Copy out the entries below word for word, from their first line down to the line holding "[94, 4, 289, 458]", with both of those lines included.

================================

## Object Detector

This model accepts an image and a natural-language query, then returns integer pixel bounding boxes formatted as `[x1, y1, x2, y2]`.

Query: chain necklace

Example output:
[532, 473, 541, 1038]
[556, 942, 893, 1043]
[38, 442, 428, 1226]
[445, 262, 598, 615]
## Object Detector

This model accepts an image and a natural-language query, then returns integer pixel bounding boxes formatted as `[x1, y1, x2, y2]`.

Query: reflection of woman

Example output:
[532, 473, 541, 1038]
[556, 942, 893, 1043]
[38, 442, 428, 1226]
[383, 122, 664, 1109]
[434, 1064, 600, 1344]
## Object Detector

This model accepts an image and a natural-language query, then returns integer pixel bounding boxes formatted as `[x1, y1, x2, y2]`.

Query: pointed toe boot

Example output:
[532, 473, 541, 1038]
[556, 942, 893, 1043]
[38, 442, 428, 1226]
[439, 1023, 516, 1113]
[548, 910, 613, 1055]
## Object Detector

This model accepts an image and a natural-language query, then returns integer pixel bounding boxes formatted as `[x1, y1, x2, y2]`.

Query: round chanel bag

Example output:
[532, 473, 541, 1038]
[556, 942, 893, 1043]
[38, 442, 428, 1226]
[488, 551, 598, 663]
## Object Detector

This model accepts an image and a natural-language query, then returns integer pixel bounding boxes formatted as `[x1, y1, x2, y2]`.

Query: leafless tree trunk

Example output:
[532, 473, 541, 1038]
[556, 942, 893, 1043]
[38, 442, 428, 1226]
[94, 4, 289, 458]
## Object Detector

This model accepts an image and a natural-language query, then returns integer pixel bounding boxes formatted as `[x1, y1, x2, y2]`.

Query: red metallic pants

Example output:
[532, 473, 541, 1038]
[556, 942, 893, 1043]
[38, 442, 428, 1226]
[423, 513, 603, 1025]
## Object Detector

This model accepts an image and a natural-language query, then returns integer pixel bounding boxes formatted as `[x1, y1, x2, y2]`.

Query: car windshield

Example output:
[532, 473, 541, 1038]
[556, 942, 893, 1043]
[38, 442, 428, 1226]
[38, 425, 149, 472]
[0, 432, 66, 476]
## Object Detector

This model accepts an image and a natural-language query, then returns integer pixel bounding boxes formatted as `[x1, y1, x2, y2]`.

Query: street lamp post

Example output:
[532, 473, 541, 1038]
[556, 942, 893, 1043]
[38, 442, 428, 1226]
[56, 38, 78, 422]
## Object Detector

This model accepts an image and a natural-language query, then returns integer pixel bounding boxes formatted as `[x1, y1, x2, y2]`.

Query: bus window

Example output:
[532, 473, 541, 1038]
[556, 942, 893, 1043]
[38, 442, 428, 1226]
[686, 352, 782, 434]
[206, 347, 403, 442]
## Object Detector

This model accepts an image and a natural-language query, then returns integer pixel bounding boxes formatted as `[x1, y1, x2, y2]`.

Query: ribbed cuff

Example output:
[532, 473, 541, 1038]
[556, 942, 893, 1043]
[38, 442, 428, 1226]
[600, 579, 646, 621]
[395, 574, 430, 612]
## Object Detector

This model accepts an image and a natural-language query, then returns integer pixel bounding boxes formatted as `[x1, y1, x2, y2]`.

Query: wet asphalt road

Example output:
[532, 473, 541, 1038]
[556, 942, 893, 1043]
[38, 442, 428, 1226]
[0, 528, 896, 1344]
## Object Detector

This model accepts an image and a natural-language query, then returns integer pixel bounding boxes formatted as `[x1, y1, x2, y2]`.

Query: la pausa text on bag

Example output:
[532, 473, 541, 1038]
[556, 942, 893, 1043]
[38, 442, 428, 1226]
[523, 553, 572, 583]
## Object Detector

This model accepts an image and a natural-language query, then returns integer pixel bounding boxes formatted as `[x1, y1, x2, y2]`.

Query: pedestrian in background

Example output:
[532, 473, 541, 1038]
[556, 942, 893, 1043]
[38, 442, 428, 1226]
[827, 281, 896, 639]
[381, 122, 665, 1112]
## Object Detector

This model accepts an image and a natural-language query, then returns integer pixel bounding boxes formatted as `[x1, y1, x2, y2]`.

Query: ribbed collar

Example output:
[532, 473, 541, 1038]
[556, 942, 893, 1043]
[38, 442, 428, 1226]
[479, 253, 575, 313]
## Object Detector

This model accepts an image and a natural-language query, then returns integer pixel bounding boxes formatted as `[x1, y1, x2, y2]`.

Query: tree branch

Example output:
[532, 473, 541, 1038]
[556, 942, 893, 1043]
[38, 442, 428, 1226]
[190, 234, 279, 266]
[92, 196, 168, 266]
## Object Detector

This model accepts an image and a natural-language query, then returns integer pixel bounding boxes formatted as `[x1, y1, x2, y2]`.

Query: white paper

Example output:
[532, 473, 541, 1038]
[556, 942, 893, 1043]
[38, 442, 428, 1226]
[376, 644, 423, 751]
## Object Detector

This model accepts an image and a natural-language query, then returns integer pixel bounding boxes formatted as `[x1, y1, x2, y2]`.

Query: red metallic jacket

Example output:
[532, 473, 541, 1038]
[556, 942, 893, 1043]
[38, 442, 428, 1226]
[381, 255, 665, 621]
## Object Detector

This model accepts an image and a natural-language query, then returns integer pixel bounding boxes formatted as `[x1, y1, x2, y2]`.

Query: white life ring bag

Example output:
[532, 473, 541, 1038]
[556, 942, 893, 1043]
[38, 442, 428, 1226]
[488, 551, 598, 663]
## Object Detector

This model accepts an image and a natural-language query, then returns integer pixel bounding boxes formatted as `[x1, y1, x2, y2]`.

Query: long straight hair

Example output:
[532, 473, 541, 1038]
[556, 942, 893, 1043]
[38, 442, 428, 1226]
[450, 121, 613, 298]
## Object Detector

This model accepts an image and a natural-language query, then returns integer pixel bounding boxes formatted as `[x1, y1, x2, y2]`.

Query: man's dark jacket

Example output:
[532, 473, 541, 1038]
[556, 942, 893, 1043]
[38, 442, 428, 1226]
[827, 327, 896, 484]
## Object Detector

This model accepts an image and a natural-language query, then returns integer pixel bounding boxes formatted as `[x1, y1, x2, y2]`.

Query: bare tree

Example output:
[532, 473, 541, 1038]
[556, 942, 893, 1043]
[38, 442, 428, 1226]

================================

## Exercise answer
## Object Detector

This model accepts an image and a natural-language query, then returns integer pixel bounding boxes formatted as `[x1, y1, x2, y2]`.

Query: chain necklace

Example output:
[532, 473, 541, 1038]
[556, 942, 893, 1043]
[38, 442, 428, 1226]
[445, 262, 598, 615]
## Object Detector

This model accepts an image and a natural-language query, then returns integer pixel bounding boxes formatted as `[x1, y1, x2, y2]`.

Query: reflection of woman

Example output:
[532, 473, 541, 1038]
[556, 942, 893, 1043]
[38, 442, 428, 1226]
[383, 122, 664, 1109]
[434, 1064, 600, 1344]
## Object Detector

This model accepts an image and a natural-language query, then returns integer pixel bounding boxes formatted as `[x1, y1, x2, y2]`.

Query: pointed toe boot

Example output:
[532, 473, 541, 1038]
[556, 942, 893, 1043]
[38, 442, 428, 1226]
[439, 1023, 516, 1113]
[548, 910, 613, 1055]
## Object Detector

This model accepts an image and a natural-language query, then returns integer pixel bounding boxes formatted as `[x1, y1, x2, y2]`.

Query: round chanel bag

Example output:
[532, 473, 541, 1038]
[556, 942, 893, 1043]
[38, 442, 428, 1226]
[488, 551, 598, 663]
## Object Detector

This model accepts an image and a natural-language query, then returns integer pixel bounding boxes formatted as `[x1, y1, x2, y2]`.

Query: leafless tree trunk

Example output:
[532, 473, 541, 1038]
[556, 942, 893, 1043]
[38, 442, 428, 1226]
[94, 4, 289, 458]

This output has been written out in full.